▶ Supplied information:
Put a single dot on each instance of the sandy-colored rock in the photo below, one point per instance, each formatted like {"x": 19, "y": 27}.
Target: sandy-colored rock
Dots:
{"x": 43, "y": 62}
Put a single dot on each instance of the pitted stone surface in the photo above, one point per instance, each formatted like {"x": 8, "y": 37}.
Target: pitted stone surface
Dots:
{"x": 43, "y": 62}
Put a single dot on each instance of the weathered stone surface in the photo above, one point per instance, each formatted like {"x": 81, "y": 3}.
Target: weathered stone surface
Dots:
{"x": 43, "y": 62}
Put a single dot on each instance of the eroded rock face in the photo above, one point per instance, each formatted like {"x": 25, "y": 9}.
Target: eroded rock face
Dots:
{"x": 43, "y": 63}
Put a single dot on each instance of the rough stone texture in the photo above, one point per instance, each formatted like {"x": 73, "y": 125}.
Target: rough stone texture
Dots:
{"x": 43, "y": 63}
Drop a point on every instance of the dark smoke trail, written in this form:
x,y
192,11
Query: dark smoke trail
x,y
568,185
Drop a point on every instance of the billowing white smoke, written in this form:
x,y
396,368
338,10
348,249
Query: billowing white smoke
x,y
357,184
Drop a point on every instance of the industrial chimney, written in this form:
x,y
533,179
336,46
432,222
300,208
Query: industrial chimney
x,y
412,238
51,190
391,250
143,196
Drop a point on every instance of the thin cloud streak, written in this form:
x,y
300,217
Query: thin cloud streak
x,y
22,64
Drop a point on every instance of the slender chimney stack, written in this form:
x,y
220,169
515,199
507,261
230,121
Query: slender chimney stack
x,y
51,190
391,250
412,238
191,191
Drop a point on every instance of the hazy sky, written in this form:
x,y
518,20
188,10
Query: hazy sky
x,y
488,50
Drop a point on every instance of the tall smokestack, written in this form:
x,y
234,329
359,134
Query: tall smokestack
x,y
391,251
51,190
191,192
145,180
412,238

▶ Problem description:
Rewrite all of the entries above, replacing every "instance" with "occurrence" and leaving everything else unchanged.

▶ Completed task:
Put a single dot on each occurrence of the sandy-colored rock in the photo below, one point per occurrence, each formatted like {"x": 19, "y": 27}.
Target: sandy-colored rock
Dots:
{"x": 43, "y": 62}
Put a single dot on each occurrence of the pitted stone surface in the photo above, one point per occurrence, each formatted like {"x": 8, "y": 37}.
Target: pitted stone surface
Dots:
{"x": 43, "y": 62}
Put a single dot on each occurrence of the weathered stone surface in the photo above, one point per occurrence, each formatted like {"x": 81, "y": 3}.
Target: weathered stone surface
Dots:
{"x": 43, "y": 62}
Put a single dot on each occurrence of the eroded rock face in the photo above, one point per occurrence, each formatted like {"x": 25, "y": 9}.
Target: eroded rock face
Dots:
{"x": 43, "y": 63}
Put a single dot on each occurrence of the rough stone texture in the photo above, one point per occurrence, each formatted like {"x": 73, "y": 125}.
Target: rough stone texture
Dots:
{"x": 43, "y": 63}
Drop a point on every occurrence of the dark smoke trail, written in this form:
x,y
192,11
Query: dark smoke trail
x,y
568,185
Drop a point on every occurrence of the billowing white smoke, written in this form:
x,y
396,368
338,10
348,249
Query: billowing white smoke
x,y
357,184
Drop a point on every occurrence of the industrial chimney, written in this form:
x,y
533,179
336,46
432,222
300,208
Query: industrial chimney
x,y
412,238
51,190
391,250
143,196
Drop a point on every occurrence of the thin cloud streak, written in this form:
x,y
300,217
Query: thin cloud streak
x,y
22,64
Drop a point on every occurrence of the slender chimney stack, written in this form:
x,y
220,169
515,199
507,261
230,121
Query: slender chimney stack
x,y
51,190
391,250
412,238
191,191
Drop a point on every occurrence of the hazy sky, written in this form:
x,y
518,20
188,10
Query: hazy sky
x,y
488,50
Drop a point on every occurrence of the tall smokestack, written in this form:
x,y
234,329
359,134
Query: tall smokestack
x,y
391,251
51,190
191,192
145,180
412,238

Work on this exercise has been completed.